**Given problem a:**
Determine how many lines of the entries below contain the word "this", treating case as significant. Reply with the number alone.

**Reading passage:**
Have these files the same schema. Probably yes

Can they be read as an RDD each -> converted to DF and then registered as
temporary tables and a UNION ALL on those temporary tables?

Alternatively if these files have different names, they can be put on the
same HDFS staging sub-directory and read in one go. This is an example for
csv files all in "/data/stg/table2" directory

val df =
sqlContext.read.format("com.databricks.spark.csv").option("inferSchema",
"true").option("header", "true").load("/data/stg/table2")


HTH,


Dr Mich Talebzadeh



LinkedIn * 
https://www.linkedin.com/profile/view?id=AAEAAAAWh2gBxianrbJd6zP6AcPCCdOABUrV8Pw
<https://www.linkedin.com/profile/view?id=AAEAAAAWh2gBxianrbJd6zP6AcPCCdOABUrV8Pw>*



http://talebzadehmich.wordpress.com



On 1 March 2016 at 17:00, <andres.fernan...@wellsfargo.com> wrote:

> Good day colleagues. Quick question on Parquet and Dataframes. Right now I
> have the 4 parquet files stored in HDFS under the same path:
>
> /path/to/parquets/parquet1, /path/to/parquets/parquet2,
> /path/to/parquets/parquet3, /path/to/parquets/parquet4…
>
> I want to perform a union on all this parquet files. Is there any other
> way of doing this different to DataFrame’s unionAll?

**Given problem b:**
Continue the mailing-list thread about combining Parquet files in Spark from the point where it stops.

**Records for the task:**
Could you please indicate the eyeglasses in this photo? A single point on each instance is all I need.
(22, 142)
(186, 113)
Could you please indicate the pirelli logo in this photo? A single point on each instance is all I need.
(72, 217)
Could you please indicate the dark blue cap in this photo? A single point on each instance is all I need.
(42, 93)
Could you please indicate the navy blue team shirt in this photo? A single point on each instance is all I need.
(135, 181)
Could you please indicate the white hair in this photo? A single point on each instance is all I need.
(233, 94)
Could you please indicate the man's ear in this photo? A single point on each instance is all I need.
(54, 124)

==

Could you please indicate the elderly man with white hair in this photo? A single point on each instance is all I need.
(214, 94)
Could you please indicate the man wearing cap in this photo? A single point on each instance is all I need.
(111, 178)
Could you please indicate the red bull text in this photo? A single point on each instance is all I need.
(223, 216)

**Expected answer a:**
9

**Expected answer b:**
>
>
>
> Thank you very much in advance.
>
>
>
> Andres Fernandez
>
>
>
> *From:* Mich Talebzadeh [mailto:mich.talebza...@gmail.com]
> *Sent:* Tuesday, March 01, 2016 1:50 PM
> *To:* Jeff Zhang
> *Cc:* Yogesh Vyas; user@spark.apache.org
> *Subject:* Re: Save DataFrame to Hive Table
>
>
>
> Hi
>
>
>
> It seems that your code is not specifying which database is your table
> created
>
>
>
> Try this
>
>
>
> scala> val HiveContext = new org.apache.spark.sql.hive.HiveContext(sc)
>
> scala> // Choose a database
>
> scala> HiveContext.sql("show databases").show
>
>
>
> scala> HiveContext.sql("use test")  // I chose test database
>
> scala> HiveContext.sql("CREATE TABLE IF NOT EXISTS TableName (key INT,
> value STRING)")
>
> scala> HiveContext.sql("desc TableName").show
> +--------+---------+-------+
> |col_name|data_type|comment|
> +--------+---------+-------+
> |     key|      int|   null|
> |   value|   string|   null|
> +--------+---------+-------+
>
>
>
> // create a simple DF
>
>
>
> Seq((1, "Mich"), (2, "James"))
>
> val b = a.toDF
>
>
>
> //Let me keep it simple. Create a temporary table and do a simple
> insert/select. No need to convolute it
>
>
>
> b.registerTempTable("tmp")
>
>
>
> // Rember this temporaryTable is created in sql context NOT HiveContext/
> So HiveContext will NOT see that table
>
> //
>
> HiveContext.sql("INSERT INTO TableName SELECT * FROM tmp")
> org.apache.spark.sql.AnalysisException: no such table tmp; line 1 pos 36
>
>
>
> // This will work
>
>
>
> sql("INSERT INTO TableName SELECT * FROM tmp")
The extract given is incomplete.